#### DOCUMENT TEXT

Valerie in Burundi

Claudine and Dismas have always struggled to make ends meet in Burundi. On their farm, they grow beans, maize, bananas and sorghum, which helps them financially when the harvest is good. After her second pregnancy, Claudine became very ill, and much of the extras they had went to pay for traditional healers and medical doctors searching for answers to her sickness.

The birth of their second child, Valerie, with clubfoot added to the family’s tight financial situation. The condition was not even identified until about a month after Valerie was born when her grandmother was changing her. The grandmother recognized clubfoot because Claudine’s stepsister also had children born with the disability.

Others discouraged Claudine and Dismas from finding treatment. They said Valerie’s feet resulted from the strange illness Claudine suffered during her pregnancy. Even if treatment was possible, neighbors reasoned the family would never be able to afford it.

########
#### EXTRACTED DATA

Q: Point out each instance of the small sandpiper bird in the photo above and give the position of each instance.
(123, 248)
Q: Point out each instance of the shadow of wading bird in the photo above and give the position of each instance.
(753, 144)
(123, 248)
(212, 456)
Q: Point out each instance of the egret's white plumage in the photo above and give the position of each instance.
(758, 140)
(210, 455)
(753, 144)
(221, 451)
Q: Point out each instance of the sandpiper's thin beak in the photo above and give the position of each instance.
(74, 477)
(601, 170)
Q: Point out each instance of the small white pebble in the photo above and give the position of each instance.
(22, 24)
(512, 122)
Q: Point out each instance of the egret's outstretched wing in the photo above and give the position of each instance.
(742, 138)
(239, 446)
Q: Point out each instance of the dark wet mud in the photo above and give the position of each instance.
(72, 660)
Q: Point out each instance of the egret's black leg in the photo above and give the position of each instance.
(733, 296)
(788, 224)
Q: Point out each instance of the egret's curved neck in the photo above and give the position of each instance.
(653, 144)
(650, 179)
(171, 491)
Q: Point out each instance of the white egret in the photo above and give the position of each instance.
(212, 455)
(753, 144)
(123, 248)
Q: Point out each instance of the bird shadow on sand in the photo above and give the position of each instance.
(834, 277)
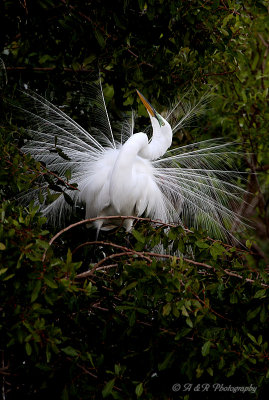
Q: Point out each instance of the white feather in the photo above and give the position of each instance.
(192, 184)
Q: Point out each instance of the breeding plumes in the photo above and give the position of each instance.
(129, 174)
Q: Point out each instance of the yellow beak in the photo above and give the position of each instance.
(147, 104)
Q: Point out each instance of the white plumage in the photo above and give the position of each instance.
(132, 175)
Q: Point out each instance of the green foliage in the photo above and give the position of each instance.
(136, 323)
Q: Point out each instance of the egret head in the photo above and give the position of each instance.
(162, 133)
(151, 110)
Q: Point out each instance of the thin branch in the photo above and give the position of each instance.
(89, 220)
(98, 265)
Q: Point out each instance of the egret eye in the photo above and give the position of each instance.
(160, 119)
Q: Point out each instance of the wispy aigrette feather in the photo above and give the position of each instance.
(194, 184)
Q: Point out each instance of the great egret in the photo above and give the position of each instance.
(133, 175)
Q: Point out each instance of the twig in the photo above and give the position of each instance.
(98, 265)
(89, 220)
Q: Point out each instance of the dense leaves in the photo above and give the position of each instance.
(82, 318)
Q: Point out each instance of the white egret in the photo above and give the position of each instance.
(132, 175)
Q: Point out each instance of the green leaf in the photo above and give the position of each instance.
(68, 199)
(252, 338)
(139, 237)
(128, 287)
(50, 283)
(139, 389)
(260, 293)
(201, 244)
(3, 270)
(108, 388)
(28, 349)
(189, 322)
(70, 351)
(206, 348)
(166, 361)
(36, 291)
(166, 309)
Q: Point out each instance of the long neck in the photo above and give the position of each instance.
(160, 142)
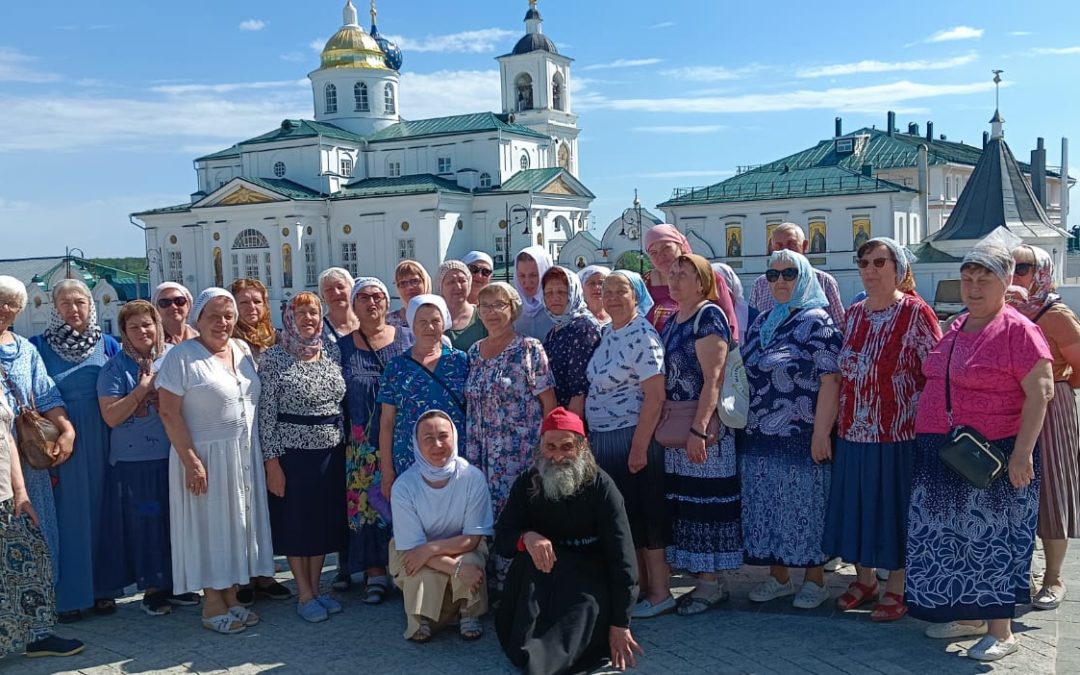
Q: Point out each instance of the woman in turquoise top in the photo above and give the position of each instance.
(73, 350)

########

> _QUESTIONS ON THE MATERIAL_
• 1. Summarize the story of Valerie in Burundi in two sentences.
• 2. Translate this sentence from the story of Valerie in Burundi into Spanish: "The grandmother recognized clubfoot because Claudine’s stepsister also had children born with the disability."
• 3. Continue the story of Valerie in Burundi from its final sentence.

> _SET OF ANSWERS_
• 1. Claudine and Dismas, who have always struggled financially on their farm in Burundi, spent much of their extra money on traditional healers and doctors after Claudine became very ill following her second pregnancy. Their second child, Valerie, was born with clubfoot, which her grandmother noticed about a month later, and others discouraged the couple from seeking treatment by blaming Claudine's illness and saying they could never afford it.

• 2. La abuela reconoció el pie zambo porque la hermanastra de Claudine también tenía hijos nacidos con esa discapacidad.

• 3.
Claudine and Dismas decided to put all their limited financial resources toward clubfoot treatment. Still, saving enough money for transportation to the first clinic visit took them a while. On average, it takes the couple five months to earn $70.

At the clinic, Hope Walks staff gave them the good news that treatment would be free for them. Today, Valerie’s feet are straight, and her future is bright.

“I am thankful because my child was treated,” Claudine said. “If the treatment were not available, my child could not have been able to walk. If I see a parent with a child born with clubfoot, I will encourage them by sharing my experience.”

Valerie was born with unilateral clubfoot. Here she is in one of her weekly casts.

Valerie in the bracing stage after her feet were corrected.